Top of Extract provided
Exercise doesn’t help you lose weight as much as you think when it comes to achieving your weight-loss goals. That’s the basis of John Cloud’s “Why Exercise Won’t Make You Thin” Time magazine article.
When I finished reading that article this afternoon, my first reaction was rage: All those precious wasted hours at the gym or out on the trails! Leading up to the wedding, I exercised furiously only to shed about five pounds from January to May. This article was proof of why, despite all my best efforts, I wasn’t losing more weight.
My next reaction was enlightenment. I’m well past my sleep diet experiment, and yes, after maintaining getting eight or more hours of sleep most nights of the week and not changing my eating or workout schedule, I have gained only one pound. I am only one pound heavier than I was on my wedding day, May 23, 2009.
As I mention in the sleep diet post, before the wedding, I watched my diet closely and exercised five to six times a week for anywhere between 20 minutes to an hour. After the wedding, I’ve been exercising about three times a week and not restricting my diet. Fortunately, I’ve always eaten pretty healthy and I’m not big on snacks or snacking. However, where some people fall victim to chips or chocolate, my weakness is alcohol.
(I love trying new exotic wines and beers from all around the world.)
With all the extra calories I’ve been consuming and not burning off through exercise, I predicted I would gain around five pounds over the next few months after the wedding.
But I haven’t.
And while I’m sure the extra sleep I’m getting now isn’t hurting. I am no longer certain that my lack of weight gain or weight loss can be solely attributed to my sleep habits.
Cloud talks about his own experience with rigorous exercise only to find he’s maintained roughly the same weight for years. Why, he asks, isn’t all the exercise eliminating his belly fat?
It turns out our problem lies in the fact that once we’ve had a hard workout, we feel we’ve “earned” that large muffin, piece of pie or (in my case) extra glass of wine. We consciously (and sometimes unconsciously) eat more calories that overcompensate for all the calories we burned from our workouts.
Bottom of Extract provided
Top of Data
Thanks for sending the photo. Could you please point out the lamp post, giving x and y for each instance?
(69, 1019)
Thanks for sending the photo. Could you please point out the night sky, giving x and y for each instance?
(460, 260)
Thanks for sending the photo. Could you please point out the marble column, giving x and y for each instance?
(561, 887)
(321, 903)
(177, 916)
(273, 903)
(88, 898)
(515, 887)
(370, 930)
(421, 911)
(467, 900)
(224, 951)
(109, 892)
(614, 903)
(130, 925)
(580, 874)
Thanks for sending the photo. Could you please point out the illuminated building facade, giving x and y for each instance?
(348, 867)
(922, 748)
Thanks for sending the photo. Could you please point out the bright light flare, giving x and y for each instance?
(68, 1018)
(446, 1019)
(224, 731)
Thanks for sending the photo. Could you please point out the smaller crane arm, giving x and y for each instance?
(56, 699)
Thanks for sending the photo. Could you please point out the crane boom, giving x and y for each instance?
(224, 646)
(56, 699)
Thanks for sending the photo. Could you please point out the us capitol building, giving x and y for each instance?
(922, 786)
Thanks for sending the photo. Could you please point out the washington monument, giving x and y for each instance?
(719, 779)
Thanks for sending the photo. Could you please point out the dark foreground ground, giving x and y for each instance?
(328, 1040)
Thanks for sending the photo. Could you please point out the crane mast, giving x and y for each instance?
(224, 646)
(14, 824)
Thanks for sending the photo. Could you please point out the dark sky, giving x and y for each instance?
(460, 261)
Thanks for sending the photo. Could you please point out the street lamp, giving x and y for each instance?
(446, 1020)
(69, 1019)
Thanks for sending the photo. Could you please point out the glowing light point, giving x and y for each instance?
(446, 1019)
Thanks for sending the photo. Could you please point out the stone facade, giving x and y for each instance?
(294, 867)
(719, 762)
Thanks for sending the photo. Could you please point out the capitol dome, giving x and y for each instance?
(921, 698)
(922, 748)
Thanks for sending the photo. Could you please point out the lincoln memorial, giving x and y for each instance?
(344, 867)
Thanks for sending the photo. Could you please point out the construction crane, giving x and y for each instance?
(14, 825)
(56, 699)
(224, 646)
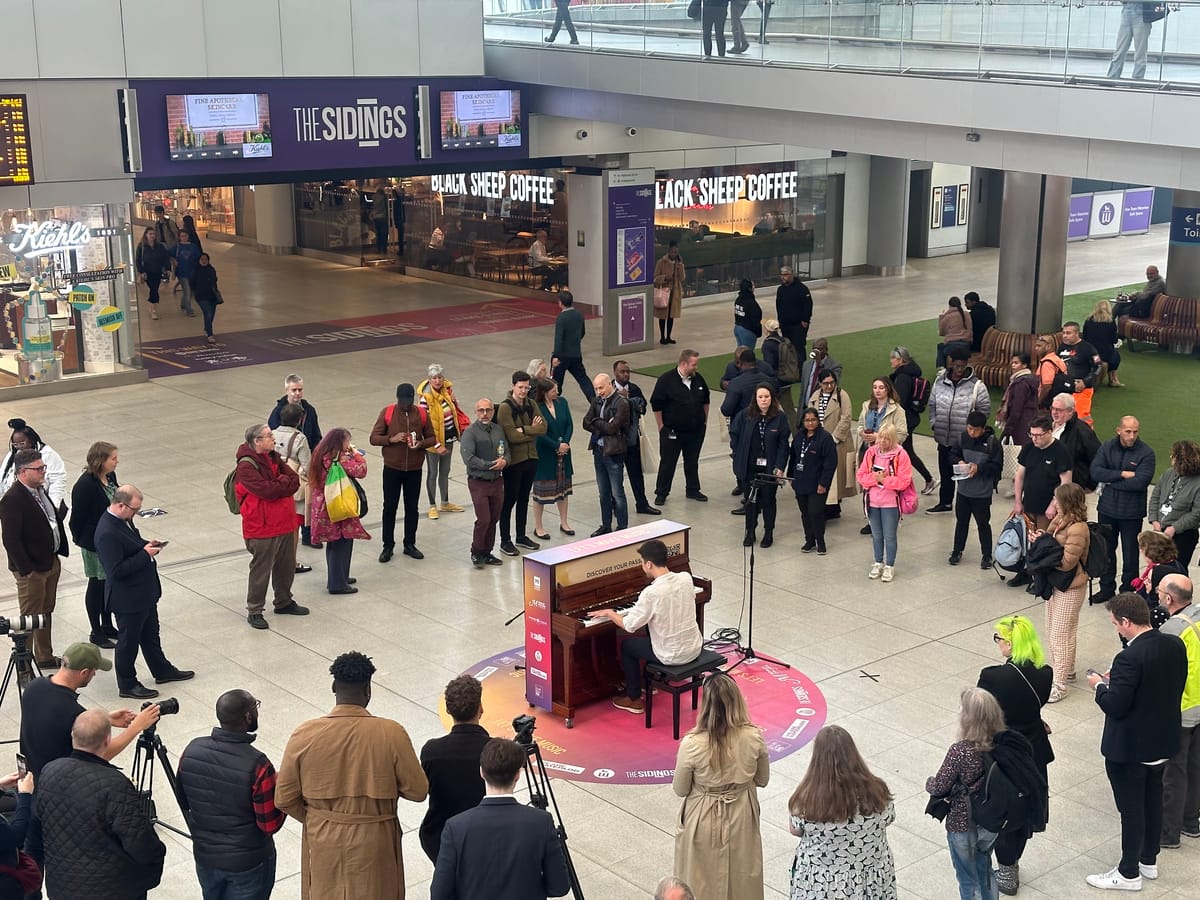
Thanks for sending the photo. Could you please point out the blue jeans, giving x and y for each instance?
(885, 521)
(252, 885)
(611, 484)
(1131, 31)
(744, 336)
(971, 868)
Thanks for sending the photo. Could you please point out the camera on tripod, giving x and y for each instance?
(523, 726)
(21, 624)
(166, 707)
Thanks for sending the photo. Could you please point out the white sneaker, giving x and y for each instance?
(1113, 880)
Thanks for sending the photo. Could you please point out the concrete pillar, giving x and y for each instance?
(1183, 256)
(1032, 252)
(275, 219)
(887, 223)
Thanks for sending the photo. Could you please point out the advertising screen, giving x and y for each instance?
(219, 126)
(480, 119)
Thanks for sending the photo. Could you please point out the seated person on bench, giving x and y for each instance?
(539, 263)
(667, 607)
(1138, 305)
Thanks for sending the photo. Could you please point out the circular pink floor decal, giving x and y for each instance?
(609, 745)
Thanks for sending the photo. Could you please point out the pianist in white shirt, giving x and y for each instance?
(667, 607)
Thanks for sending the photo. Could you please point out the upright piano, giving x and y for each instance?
(569, 659)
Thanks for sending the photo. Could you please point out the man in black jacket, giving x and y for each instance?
(311, 429)
(228, 787)
(793, 306)
(624, 385)
(1140, 697)
(133, 591)
(501, 850)
(451, 762)
(1123, 467)
(34, 540)
(983, 317)
(679, 401)
(91, 829)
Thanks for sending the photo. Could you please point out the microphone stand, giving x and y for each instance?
(748, 652)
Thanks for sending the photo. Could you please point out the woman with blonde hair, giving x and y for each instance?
(1101, 331)
(1069, 528)
(720, 763)
(1021, 685)
(840, 811)
(958, 780)
(883, 473)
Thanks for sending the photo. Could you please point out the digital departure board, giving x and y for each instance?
(16, 159)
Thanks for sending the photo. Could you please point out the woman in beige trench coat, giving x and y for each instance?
(833, 405)
(721, 763)
(669, 273)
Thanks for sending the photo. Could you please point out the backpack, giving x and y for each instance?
(999, 805)
(1011, 546)
(1062, 383)
(231, 480)
(789, 369)
(921, 391)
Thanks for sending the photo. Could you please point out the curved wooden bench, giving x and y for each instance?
(1171, 324)
(991, 364)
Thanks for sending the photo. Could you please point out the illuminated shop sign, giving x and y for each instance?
(718, 191)
(514, 185)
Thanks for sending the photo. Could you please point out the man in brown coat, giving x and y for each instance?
(341, 777)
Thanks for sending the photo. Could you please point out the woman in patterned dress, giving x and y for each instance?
(840, 811)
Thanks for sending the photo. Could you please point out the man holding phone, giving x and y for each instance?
(132, 591)
(49, 707)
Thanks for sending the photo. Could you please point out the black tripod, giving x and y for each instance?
(541, 796)
(22, 665)
(747, 651)
(149, 747)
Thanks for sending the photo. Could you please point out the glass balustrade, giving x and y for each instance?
(1061, 41)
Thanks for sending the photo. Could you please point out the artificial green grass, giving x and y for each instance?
(1155, 382)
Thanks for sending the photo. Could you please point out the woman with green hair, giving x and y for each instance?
(1021, 685)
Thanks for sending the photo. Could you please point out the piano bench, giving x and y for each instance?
(678, 679)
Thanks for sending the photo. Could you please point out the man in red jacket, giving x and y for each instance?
(265, 489)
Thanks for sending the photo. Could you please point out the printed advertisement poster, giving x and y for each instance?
(630, 228)
(1079, 216)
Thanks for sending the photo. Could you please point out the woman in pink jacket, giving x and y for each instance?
(337, 537)
(885, 472)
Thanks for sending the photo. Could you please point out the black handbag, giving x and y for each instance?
(363, 495)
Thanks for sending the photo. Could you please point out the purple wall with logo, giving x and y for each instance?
(299, 149)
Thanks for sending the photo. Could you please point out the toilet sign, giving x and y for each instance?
(1186, 225)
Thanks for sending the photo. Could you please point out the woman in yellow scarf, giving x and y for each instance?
(448, 420)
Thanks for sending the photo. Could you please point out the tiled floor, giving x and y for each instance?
(925, 635)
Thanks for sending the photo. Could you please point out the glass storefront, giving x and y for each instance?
(65, 293)
(736, 222)
(475, 226)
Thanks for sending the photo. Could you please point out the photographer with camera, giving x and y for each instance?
(34, 539)
(133, 591)
(90, 831)
(502, 849)
(51, 706)
(228, 789)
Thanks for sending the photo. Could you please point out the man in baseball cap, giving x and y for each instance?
(49, 706)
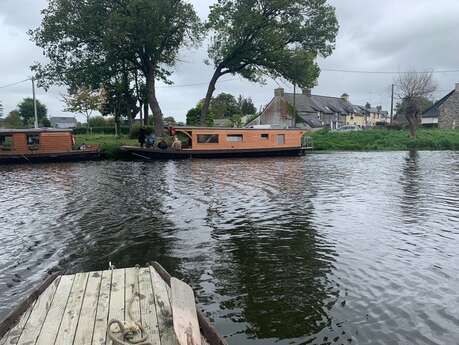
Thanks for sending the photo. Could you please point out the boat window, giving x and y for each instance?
(234, 137)
(207, 138)
(33, 139)
(281, 139)
(6, 141)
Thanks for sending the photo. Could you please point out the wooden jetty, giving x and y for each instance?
(77, 310)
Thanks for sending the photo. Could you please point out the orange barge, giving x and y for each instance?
(198, 142)
(42, 145)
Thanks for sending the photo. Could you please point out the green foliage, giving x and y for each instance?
(27, 115)
(279, 38)
(224, 106)
(13, 120)
(136, 129)
(193, 116)
(170, 121)
(246, 106)
(100, 121)
(109, 144)
(83, 100)
(103, 42)
(383, 139)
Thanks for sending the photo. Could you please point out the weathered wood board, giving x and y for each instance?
(75, 310)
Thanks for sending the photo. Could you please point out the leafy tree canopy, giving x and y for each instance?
(94, 42)
(27, 115)
(13, 120)
(274, 38)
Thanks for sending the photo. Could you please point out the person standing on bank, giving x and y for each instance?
(142, 136)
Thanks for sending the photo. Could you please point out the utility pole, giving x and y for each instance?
(392, 104)
(294, 106)
(34, 103)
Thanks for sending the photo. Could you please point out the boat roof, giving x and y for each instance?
(236, 129)
(33, 130)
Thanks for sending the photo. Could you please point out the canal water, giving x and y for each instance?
(344, 248)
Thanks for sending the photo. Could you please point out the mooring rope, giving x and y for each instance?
(129, 329)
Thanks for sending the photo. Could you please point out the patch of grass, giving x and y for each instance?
(385, 139)
(109, 144)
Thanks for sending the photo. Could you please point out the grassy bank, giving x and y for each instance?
(109, 144)
(383, 139)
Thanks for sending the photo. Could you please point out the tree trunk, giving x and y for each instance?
(154, 105)
(412, 124)
(145, 112)
(210, 92)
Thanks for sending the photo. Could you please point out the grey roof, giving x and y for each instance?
(323, 104)
(32, 130)
(63, 119)
(434, 110)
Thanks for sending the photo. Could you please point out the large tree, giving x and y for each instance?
(27, 113)
(413, 89)
(83, 101)
(95, 41)
(274, 38)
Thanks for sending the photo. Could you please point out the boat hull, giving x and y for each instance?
(155, 154)
(74, 156)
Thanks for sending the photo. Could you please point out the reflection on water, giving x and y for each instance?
(325, 249)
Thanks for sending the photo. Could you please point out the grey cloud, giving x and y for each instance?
(375, 35)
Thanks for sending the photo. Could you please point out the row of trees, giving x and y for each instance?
(24, 115)
(223, 107)
(121, 48)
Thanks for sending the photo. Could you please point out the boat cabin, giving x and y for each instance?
(35, 141)
(199, 138)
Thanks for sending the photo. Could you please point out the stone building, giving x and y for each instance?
(445, 112)
(312, 111)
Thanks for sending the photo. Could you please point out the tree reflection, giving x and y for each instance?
(121, 219)
(411, 187)
(273, 272)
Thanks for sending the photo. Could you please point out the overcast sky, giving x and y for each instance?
(390, 35)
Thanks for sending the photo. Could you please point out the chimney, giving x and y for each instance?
(279, 92)
(307, 92)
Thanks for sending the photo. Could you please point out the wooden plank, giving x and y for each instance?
(117, 294)
(100, 327)
(53, 318)
(33, 326)
(12, 319)
(163, 309)
(85, 329)
(147, 307)
(207, 329)
(186, 323)
(71, 316)
(132, 297)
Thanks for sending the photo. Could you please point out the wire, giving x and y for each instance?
(13, 84)
(188, 85)
(385, 72)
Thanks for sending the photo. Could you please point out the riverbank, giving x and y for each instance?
(367, 140)
(386, 140)
(109, 144)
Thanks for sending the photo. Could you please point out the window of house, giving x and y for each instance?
(234, 138)
(207, 138)
(281, 139)
(6, 142)
(33, 139)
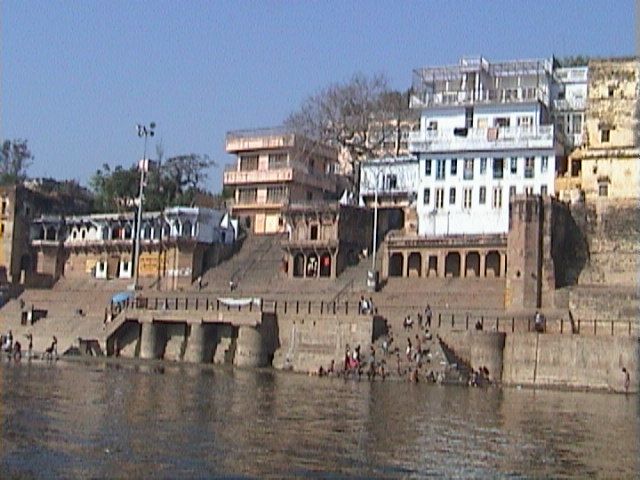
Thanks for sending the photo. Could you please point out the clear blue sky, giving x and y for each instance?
Bottom of Data
Exercise set -
1. Restate the part of the post on exercise and weight loss that begins at the words "But I haven’t." and stops after "from our workouts.", with "belly fat" changed to "stomach fat".
2. In the post on exercise and weight loss, how much weight did the writer expect to gain in the months after the wedding?
3. Resume the post on exercise and weight loss after its last sentence.

Answers to this exercise -
1.
But I haven’t.
And while I’m sure the extra sleep I’m getting now isn’t hurting. I am no longer certain that my lack of weight gain or weight loss can be solely attributed to my sleep habits.
Cloud talks about his own experience with rigorous exercise only to find he’s maintained roughly the same weight for years. Why, he asks, isn’t all the exercise eliminating his stomach fat?
It turns out our problem lies in the fact that once we’ve had a hard workout, we feel we’ve “earned” that large muffin, piece of pie or (in my case) extra glass of wine. We consciously (and sometimes unconsciously) eat more calories that overcompensate for all the calories we burned from our workouts.

2. Around five pounds.

3.
Yes, exercise is still crucial for overall health and to ward off diabetes, heart disease, dementia and a variety of other illnesses, but it doesn’t have to be in short, strenuous bursts. According to some experts in the article, just getting more movement throughout the entire day is good enough for exercise. Use the stairs, park far away from your destination, and bike around town more. That’s just as good as getting in one hour of sweat-dripping torture and then sitting on your butt the remainder of the day.
The key to weight loss is more about what we (don’t) eat than how much we exercise. I read further evidence for this in Serena Gordon’s article, “Want to Lose Weight? Just Eat Less.” Granted, this article isn’t looking at exercise habits but rather different diet plans.
So after reading all this, I could argue, “Well, why bother to exercise then?” However, I won’t.
My half-hour to one-hour exercise routines may not be helping me lose weight, but they give me other health benefits that are enough to keep me torturing myself. Exercise:
- Increases my energy
- Improves my mood
- Reduces my stress
- Clears my mind
- Wards off cancers and all the other aforementioned illnesses
Rarely do I enjoy exercise, but I do it because its pros far outweigh its cons. At least now though, I won’t beat myself up as much when I miss a workout.